§ **TASK REQUIREMENTS**: List every line of the records below that contains the string "snow", copying each such line in full. Treat the match as case-sensitive.
══ SUPPLIED RECORDS ══
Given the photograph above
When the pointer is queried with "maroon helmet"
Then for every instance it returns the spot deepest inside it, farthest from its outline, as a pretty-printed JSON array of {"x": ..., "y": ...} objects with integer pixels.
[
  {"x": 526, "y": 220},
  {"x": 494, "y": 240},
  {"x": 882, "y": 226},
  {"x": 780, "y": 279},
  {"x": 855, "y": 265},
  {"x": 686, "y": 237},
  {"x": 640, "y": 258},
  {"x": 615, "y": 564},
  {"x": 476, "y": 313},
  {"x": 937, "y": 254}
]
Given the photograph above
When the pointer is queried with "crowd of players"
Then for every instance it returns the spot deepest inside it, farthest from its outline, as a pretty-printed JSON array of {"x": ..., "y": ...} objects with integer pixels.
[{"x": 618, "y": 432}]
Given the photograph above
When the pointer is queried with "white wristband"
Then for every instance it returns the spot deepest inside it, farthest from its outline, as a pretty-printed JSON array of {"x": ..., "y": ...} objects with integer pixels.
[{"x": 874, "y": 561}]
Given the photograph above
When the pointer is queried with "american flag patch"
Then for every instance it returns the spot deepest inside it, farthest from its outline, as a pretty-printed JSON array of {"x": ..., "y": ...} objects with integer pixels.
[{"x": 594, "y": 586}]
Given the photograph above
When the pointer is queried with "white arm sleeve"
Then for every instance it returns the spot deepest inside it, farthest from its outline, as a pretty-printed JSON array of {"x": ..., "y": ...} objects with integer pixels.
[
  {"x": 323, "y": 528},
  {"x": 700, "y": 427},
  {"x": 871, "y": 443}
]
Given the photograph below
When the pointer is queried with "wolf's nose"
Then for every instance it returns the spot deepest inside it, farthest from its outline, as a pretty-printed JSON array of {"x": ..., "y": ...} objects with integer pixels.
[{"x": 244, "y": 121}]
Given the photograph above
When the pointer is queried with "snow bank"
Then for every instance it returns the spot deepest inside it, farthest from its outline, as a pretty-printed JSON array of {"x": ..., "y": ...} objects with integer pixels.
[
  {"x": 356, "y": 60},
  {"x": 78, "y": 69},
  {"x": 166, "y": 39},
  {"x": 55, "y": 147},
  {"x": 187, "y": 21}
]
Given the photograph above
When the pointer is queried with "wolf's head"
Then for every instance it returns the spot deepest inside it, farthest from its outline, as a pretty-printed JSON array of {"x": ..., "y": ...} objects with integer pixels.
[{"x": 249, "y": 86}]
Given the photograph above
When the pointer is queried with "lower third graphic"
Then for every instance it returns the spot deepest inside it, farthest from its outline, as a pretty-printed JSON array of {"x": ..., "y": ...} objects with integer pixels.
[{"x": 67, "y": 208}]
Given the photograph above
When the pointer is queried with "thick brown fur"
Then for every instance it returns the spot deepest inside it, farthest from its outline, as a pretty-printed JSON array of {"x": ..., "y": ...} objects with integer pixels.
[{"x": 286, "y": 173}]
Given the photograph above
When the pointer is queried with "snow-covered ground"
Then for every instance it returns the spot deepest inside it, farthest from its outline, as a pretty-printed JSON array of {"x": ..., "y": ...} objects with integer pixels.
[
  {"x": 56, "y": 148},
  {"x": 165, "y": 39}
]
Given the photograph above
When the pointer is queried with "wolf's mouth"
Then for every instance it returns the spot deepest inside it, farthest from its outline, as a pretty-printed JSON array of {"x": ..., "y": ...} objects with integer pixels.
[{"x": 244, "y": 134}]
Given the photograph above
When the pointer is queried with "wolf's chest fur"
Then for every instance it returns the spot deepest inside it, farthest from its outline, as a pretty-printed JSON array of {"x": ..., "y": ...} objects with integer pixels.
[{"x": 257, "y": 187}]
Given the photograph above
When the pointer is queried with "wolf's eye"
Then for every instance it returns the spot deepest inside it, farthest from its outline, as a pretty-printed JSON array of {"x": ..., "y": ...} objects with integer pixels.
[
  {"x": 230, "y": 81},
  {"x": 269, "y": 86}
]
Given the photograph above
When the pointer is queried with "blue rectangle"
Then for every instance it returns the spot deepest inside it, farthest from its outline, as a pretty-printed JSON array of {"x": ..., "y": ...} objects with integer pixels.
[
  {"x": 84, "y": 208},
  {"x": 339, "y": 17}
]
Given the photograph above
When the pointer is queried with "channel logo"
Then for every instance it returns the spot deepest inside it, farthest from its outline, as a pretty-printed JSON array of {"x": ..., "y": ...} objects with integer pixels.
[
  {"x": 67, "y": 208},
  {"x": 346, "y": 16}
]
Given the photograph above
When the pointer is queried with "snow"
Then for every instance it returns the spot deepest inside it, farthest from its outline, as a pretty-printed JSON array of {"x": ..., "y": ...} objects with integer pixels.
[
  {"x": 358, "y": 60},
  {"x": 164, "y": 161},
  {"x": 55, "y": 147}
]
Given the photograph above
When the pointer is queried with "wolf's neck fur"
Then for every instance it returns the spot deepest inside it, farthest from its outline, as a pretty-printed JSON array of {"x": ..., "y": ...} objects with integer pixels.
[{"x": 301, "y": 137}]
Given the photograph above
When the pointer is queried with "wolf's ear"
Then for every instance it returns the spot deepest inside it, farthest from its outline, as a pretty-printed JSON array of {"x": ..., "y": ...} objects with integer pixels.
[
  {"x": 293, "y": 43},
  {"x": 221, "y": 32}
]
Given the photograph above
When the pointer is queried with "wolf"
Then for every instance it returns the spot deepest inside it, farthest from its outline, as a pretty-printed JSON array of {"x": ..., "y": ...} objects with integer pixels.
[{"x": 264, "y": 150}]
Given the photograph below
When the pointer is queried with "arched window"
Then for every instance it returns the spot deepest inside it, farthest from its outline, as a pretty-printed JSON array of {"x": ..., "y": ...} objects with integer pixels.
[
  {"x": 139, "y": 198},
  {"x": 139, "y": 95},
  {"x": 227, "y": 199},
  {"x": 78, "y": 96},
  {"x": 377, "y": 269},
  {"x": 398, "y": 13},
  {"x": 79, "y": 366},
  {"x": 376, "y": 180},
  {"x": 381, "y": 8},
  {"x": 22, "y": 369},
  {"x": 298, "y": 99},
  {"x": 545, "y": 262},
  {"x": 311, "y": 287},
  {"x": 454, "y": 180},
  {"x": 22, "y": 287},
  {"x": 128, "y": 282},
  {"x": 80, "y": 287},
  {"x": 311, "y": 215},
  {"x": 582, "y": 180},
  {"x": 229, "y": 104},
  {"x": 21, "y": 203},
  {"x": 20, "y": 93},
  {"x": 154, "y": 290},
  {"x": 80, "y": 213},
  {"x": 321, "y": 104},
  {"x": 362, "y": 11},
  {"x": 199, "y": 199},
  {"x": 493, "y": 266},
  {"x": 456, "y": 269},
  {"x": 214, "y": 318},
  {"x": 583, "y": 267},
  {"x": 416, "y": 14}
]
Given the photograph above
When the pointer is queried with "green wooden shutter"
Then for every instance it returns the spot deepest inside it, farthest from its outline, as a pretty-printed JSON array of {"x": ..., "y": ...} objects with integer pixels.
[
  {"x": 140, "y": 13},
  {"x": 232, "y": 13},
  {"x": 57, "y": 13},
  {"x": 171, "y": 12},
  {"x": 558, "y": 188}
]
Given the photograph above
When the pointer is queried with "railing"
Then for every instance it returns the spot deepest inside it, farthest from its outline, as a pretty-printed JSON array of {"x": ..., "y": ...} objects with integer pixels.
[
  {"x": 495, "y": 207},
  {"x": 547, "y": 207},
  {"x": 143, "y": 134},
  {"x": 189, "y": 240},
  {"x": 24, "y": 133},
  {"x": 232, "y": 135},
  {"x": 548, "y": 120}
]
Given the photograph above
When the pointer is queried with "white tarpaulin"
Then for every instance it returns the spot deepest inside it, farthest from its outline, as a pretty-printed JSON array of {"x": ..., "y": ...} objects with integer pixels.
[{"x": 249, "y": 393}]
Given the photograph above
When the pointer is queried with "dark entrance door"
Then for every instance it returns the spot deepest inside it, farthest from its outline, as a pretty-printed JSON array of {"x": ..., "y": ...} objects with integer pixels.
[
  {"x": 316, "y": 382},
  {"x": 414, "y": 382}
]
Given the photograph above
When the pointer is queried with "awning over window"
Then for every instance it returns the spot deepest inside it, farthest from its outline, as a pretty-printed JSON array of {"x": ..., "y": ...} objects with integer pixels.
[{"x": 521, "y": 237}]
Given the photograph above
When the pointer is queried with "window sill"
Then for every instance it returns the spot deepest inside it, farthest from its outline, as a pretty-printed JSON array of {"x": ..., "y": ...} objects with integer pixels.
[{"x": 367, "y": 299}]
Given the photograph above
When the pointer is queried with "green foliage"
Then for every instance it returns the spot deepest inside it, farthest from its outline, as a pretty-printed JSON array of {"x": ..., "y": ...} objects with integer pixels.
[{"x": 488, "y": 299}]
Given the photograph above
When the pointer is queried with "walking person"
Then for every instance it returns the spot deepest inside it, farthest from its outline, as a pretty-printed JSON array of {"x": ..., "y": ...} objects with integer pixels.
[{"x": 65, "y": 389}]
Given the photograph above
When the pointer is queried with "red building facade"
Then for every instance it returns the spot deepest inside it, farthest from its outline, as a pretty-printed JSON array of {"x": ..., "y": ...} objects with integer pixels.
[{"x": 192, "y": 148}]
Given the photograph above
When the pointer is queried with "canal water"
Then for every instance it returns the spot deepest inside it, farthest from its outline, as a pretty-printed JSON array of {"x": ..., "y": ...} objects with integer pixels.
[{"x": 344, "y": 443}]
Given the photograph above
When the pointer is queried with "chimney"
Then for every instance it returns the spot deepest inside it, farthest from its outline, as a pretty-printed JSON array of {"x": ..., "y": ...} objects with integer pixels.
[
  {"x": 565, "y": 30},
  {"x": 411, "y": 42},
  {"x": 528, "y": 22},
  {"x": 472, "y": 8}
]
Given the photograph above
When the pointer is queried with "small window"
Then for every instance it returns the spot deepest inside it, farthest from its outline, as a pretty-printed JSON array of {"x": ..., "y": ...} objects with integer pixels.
═══
§ **ANSWER TO THIS EXERCISE**:
When the pointer is queried with "snow bank"
When the pointer is queried with "snow-covered ground"
When the pointer is queried with "snow"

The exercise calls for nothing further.